_Quoted text_

However in raw terms, a person buying a 2600K vs a 2500K pretty much wasted his money. And its unlikely to change for the foreseeable future. DX12 may if anything simply reduce CPU load.
 

Spungo

Diamond Member
Jul 22, 2012
3,217
2
81
And mind you, these tests were at 1080p.... if you step to 1440p or god forbid 4K, the differences become decimals of a percentage. Gaming is 99% GPU bound, when will people learn this?

The difference between an ok CPU and a great CPU is measured in years instead of frames. You can use a 2 core Pentium g3258 for games, and it will work great today, but it might need to be upgraded in 2 years. An i5 or i7 will last a lot longer, and it ends up saving money in the long run.

Cost-wise, the same is true for video cards. The last expensive card I bought lasted a very long time. I probably got about 4-5 years out of my 8800GTX. If I was buying crap cards that can barely run modern games, I would need to buy several cards, and it would end up costing more than just buying a good card in the first place.
 

JAG87

Diamond Member
Jan 3, 2006
3,921
3
76
Yup, paying an exorbitant $100 for a long lived part with higher stock clocks and HT is such a complete waste of money, especially with a GPU with such a godawful price/performance ratio like a GTX 980. :rolleyes:

BTW average FPS proves nothing without knowing minimums and frame time distributions.

There is nothing you can do about that. If you want the best gaming performance, you have to shell out for the best GPU available. And while there is a law of diminishing returns there, when you put more money into a CPU for more cores/threads for gaming, there isn't any diminishing return, there simply is no return, just like buying 16 or 32 GB of ram instead of 8. So yes, the 980 is a bad perf/$ purchase (like any other top tier part), but it's the only way to have top shelf graphics performance, today.


The difference between an ok CPU and a great CPU is measured in years instead of frames. You can use a 2 core Pentium g3258 for games, and it will work great today, but it might need to be upgraded in 2 years. An i5 or i7 will last a lot longer, and it ends up saving money in the long run.

Records from a collection
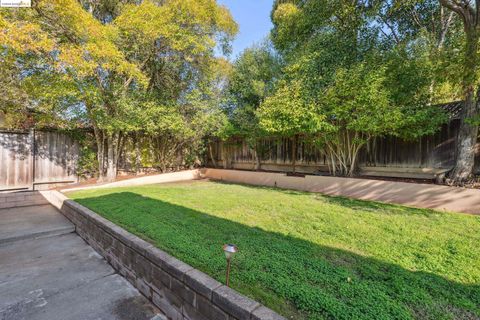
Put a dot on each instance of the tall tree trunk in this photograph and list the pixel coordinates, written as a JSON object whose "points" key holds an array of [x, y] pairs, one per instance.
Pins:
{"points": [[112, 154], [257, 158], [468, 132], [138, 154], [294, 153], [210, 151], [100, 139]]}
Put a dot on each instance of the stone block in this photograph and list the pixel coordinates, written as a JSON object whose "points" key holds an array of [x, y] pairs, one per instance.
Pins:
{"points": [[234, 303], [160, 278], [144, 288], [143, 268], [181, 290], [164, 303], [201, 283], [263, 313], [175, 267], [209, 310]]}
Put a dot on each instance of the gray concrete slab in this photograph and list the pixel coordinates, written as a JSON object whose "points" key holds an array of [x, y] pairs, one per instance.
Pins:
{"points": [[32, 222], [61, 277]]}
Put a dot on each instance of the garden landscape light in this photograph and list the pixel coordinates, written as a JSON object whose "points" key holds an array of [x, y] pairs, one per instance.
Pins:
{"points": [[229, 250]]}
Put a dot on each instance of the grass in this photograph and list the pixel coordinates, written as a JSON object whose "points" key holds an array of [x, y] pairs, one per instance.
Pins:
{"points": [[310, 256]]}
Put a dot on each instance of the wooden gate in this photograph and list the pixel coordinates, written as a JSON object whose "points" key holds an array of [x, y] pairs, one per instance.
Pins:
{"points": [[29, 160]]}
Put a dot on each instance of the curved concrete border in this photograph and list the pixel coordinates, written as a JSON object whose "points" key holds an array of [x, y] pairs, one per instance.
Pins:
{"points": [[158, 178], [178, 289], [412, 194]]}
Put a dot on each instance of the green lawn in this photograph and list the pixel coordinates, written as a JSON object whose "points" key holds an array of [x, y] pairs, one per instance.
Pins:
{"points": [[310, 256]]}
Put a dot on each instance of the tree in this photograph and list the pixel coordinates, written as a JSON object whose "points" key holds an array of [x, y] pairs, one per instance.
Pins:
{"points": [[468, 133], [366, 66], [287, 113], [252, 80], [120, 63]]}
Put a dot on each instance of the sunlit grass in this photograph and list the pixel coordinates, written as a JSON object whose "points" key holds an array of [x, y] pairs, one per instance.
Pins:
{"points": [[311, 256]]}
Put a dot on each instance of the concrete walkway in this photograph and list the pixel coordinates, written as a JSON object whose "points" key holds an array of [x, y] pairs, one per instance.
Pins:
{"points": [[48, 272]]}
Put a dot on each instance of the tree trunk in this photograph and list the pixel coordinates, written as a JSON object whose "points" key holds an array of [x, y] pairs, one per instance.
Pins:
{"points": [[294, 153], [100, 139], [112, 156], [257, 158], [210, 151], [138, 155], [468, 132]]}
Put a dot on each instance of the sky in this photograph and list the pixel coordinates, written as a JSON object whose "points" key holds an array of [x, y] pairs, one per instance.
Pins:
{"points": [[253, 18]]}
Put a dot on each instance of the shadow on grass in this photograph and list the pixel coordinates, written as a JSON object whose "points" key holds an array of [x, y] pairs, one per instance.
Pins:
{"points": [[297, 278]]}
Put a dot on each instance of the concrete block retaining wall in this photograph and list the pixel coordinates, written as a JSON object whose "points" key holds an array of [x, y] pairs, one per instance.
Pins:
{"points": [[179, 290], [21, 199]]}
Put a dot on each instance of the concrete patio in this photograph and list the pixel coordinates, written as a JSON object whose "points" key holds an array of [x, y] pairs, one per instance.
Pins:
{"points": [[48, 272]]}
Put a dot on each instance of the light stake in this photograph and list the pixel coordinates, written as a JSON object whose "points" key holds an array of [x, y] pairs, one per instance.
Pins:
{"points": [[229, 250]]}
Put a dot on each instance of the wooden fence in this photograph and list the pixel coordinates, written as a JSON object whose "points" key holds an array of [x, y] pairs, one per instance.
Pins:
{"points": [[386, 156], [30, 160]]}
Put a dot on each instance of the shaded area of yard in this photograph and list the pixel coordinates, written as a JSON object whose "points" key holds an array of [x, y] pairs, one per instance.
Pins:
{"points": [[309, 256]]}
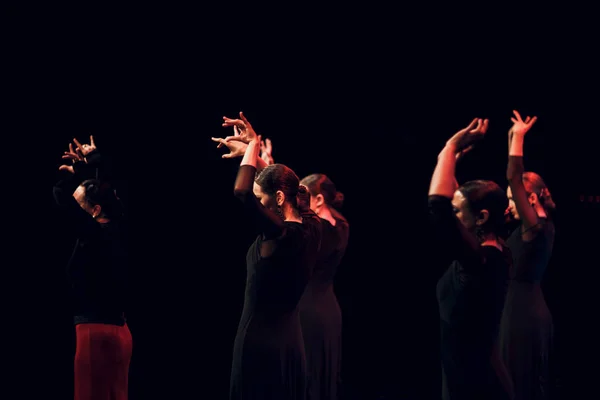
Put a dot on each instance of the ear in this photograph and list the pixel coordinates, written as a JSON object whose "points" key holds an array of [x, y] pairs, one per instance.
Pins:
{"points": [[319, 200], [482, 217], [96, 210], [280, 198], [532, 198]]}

_To be done_
1. In the forum discussion about gaming hardware, roughly how long did the poster say an 8800GTX lasted?
2. Extend the forum discussion about gaming hardware past its final sentence.
The items above were drawn from a source separate from the forum discussion about gaming hardware.

_Responses to the exercise_
1. About 4-5 years.

2.
Cost-wise, the same is true for video cards. The last expensive card I bought lasted a very long time. I probably got about 4-5 years out of my 8800GTX. If I was buying crap cards that can barely run modern games, I would need to buy several cards, and it would end up costing more than just buying a good card in the first place.

No it's not measured in years, because like I said before you will end up moving to a newer platform for other reasons.

The 8800 GTX is a poor example (and almost a one of a kind example), it was a huge leap in performance from what we had, and it brought DX10 support while Windows Vista adoption was abysmal and DX10 games could be counted on one hand. Those two things combined helped the 8800 have a ridiculous long service life.

Anyone with common sense recognizes that top of the line components offer the worst perf/$ and have huge early depreciation. Not only that, but you will end up being stuck with old feature sets while trying to amortize your cost for as long as possible. So the whole point of recommending top tier parts and riding them out is completely wrong.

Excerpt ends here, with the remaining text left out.